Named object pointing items
★ ★ ★ ★ ★

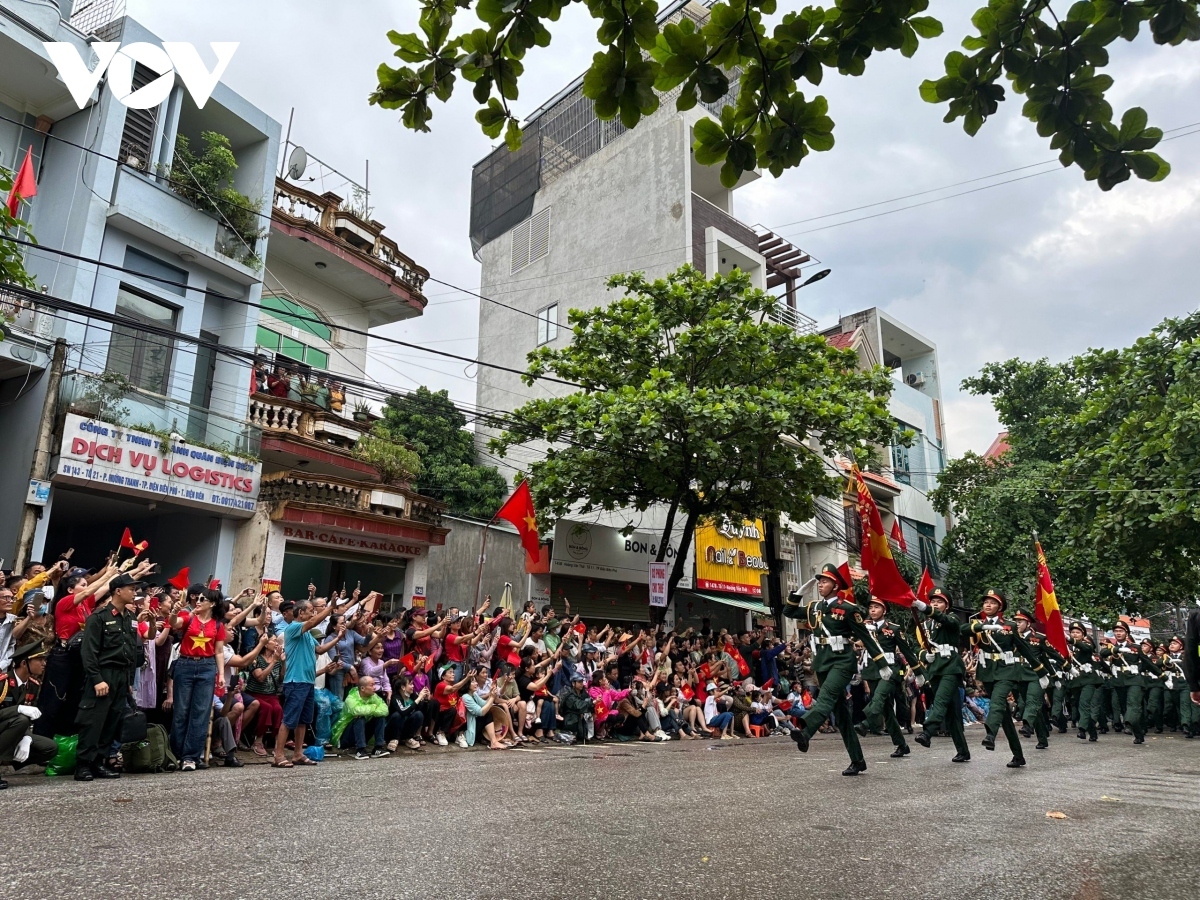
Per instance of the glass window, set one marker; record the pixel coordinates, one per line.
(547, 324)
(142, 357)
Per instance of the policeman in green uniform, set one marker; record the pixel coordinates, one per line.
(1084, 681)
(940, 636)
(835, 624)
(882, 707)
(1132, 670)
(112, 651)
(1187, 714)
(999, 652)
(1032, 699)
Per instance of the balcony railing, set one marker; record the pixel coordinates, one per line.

★ ★ ★ ★ ★

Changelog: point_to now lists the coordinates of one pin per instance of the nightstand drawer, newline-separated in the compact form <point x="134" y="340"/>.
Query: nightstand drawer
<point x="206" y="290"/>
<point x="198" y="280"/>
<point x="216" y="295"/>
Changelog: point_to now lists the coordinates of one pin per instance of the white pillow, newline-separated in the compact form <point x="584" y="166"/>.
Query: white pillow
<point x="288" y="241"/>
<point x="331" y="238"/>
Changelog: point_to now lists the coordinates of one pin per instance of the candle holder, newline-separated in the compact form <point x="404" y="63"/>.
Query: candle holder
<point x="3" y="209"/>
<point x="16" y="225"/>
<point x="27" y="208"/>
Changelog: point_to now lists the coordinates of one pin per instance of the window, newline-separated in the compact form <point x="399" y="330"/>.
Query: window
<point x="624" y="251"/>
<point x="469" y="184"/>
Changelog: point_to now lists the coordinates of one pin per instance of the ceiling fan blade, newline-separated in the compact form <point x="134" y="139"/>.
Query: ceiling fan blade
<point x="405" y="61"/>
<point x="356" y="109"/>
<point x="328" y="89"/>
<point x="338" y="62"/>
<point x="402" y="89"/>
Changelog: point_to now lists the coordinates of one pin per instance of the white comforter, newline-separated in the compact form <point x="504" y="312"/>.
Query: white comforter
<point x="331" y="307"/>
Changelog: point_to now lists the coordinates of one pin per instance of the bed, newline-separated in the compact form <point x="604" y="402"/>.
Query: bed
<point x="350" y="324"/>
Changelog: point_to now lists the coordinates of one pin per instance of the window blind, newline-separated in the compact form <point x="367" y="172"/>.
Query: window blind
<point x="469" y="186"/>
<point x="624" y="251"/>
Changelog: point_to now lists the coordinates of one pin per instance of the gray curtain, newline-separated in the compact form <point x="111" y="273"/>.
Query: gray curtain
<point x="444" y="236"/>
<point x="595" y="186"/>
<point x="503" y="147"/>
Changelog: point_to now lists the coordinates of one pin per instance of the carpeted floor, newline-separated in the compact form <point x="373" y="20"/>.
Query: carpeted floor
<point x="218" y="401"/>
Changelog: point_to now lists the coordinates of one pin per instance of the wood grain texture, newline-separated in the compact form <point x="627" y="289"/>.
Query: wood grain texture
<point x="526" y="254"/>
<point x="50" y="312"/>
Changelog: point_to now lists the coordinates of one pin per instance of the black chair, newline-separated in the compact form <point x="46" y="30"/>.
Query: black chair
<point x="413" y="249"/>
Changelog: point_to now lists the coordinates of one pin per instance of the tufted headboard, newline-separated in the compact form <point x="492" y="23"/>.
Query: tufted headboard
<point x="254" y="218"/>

★ ★ ★ ★ ★

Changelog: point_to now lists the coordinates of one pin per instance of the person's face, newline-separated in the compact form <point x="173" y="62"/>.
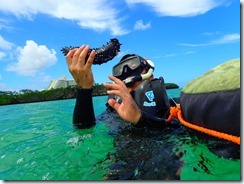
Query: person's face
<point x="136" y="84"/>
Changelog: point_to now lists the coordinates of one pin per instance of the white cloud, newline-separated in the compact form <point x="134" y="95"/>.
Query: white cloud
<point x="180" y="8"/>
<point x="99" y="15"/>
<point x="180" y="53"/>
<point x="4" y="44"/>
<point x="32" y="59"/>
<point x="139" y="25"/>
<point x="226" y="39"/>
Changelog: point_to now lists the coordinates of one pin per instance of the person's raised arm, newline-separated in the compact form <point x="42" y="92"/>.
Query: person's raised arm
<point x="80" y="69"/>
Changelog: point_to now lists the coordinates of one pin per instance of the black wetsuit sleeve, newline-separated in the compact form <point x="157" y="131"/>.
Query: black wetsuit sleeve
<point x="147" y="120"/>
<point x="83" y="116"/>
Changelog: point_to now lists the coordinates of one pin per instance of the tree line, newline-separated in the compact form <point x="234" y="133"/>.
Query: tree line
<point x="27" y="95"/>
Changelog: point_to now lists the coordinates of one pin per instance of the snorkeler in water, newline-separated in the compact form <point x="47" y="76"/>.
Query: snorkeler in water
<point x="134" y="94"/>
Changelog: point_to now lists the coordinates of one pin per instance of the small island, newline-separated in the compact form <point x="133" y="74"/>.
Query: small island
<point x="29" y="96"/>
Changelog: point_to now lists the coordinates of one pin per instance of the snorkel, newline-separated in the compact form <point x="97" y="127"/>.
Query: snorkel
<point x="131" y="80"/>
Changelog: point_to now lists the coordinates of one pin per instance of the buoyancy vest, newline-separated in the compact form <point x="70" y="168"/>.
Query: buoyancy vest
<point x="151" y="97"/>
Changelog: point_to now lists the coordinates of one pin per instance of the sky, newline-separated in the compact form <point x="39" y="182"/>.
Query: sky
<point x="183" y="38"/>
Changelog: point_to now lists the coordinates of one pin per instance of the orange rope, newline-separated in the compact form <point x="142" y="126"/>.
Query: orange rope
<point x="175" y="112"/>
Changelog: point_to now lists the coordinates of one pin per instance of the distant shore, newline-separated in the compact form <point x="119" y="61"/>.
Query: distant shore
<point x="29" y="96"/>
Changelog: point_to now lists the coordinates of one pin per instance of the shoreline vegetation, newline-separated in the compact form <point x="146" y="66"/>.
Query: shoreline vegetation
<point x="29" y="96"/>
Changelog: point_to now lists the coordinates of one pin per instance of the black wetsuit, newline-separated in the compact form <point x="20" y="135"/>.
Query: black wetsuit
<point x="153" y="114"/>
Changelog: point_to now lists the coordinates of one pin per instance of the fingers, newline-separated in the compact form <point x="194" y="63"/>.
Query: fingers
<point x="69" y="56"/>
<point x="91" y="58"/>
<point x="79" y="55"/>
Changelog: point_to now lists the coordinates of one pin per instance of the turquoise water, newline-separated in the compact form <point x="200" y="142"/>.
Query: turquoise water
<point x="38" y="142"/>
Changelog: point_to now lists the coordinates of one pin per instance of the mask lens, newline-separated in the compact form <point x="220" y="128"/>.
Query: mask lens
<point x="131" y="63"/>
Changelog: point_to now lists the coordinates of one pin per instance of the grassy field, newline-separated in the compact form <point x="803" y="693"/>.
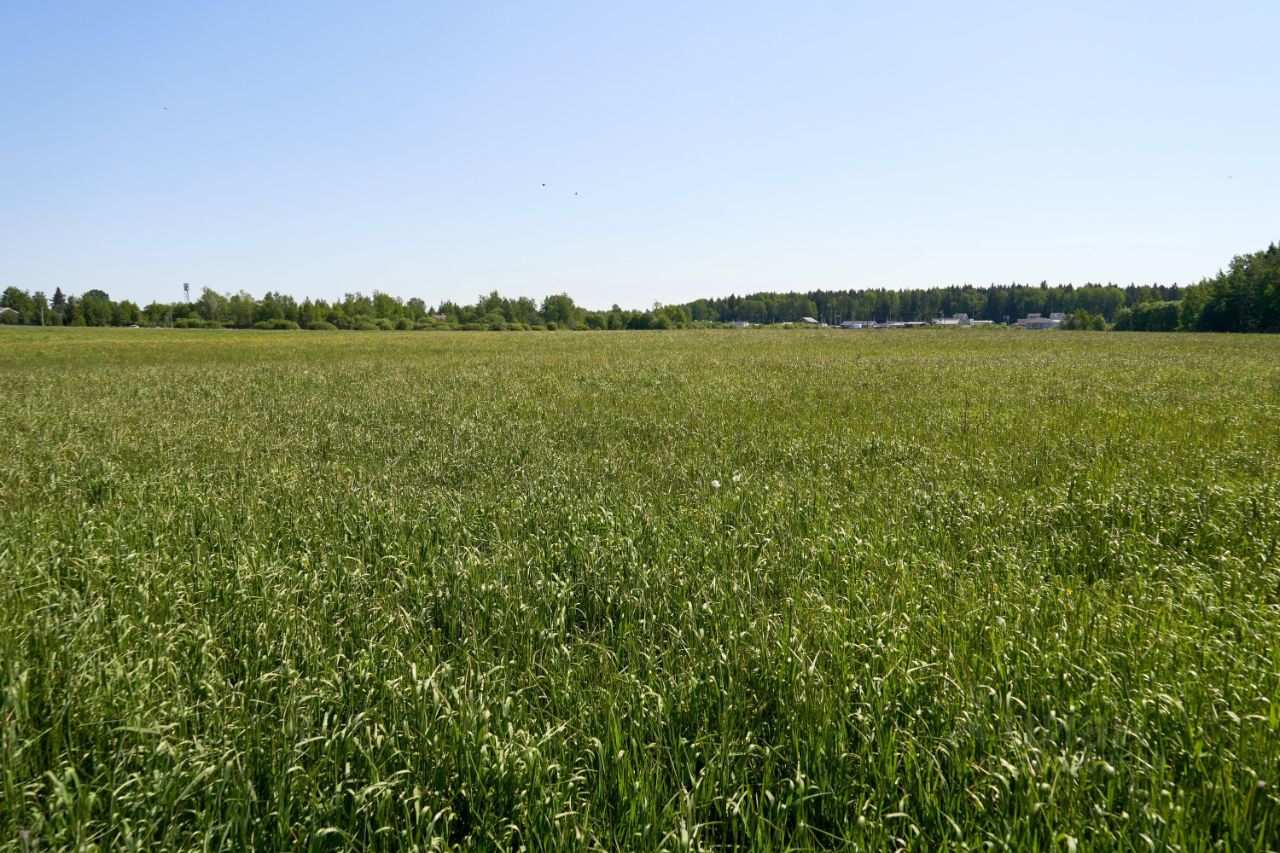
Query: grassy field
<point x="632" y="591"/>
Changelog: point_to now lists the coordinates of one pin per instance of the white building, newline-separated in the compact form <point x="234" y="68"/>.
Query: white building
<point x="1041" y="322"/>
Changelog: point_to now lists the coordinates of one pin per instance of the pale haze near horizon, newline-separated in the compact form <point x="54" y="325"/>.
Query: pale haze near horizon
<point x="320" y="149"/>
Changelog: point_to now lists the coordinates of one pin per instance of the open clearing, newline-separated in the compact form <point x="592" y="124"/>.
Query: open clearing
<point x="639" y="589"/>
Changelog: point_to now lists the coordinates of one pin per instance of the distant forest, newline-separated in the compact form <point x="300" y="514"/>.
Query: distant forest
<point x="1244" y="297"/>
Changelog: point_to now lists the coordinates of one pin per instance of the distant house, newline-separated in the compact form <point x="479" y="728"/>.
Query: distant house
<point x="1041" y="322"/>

★ ★ ★ ★ ★

Task objective: Reproduce the lines starting with the one that contains "Per instance of the glass" and going on through the one that contains "Per instance of the balcony", leaving the requests unchanged. Multiply every coordinate in the answers by 1.55 and round each result to a whole number, with halves rounded up.

Task output:
Per instance of the glass window, set one marker; record the pixel coordinates, one per line.
(848, 502)
(220, 553)
Per instance of the policeman in green uniform, set one marker; record the pixel coordinates, one per line.
(1680, 1056)
(1457, 986)
(1294, 967)
(1367, 1096)
(1755, 1039)
(174, 1009)
(1840, 1107)
(1548, 1011)
(1600, 1083)
Per instance of the balcony railing, set one marker; record the pixel coordinates, one per line.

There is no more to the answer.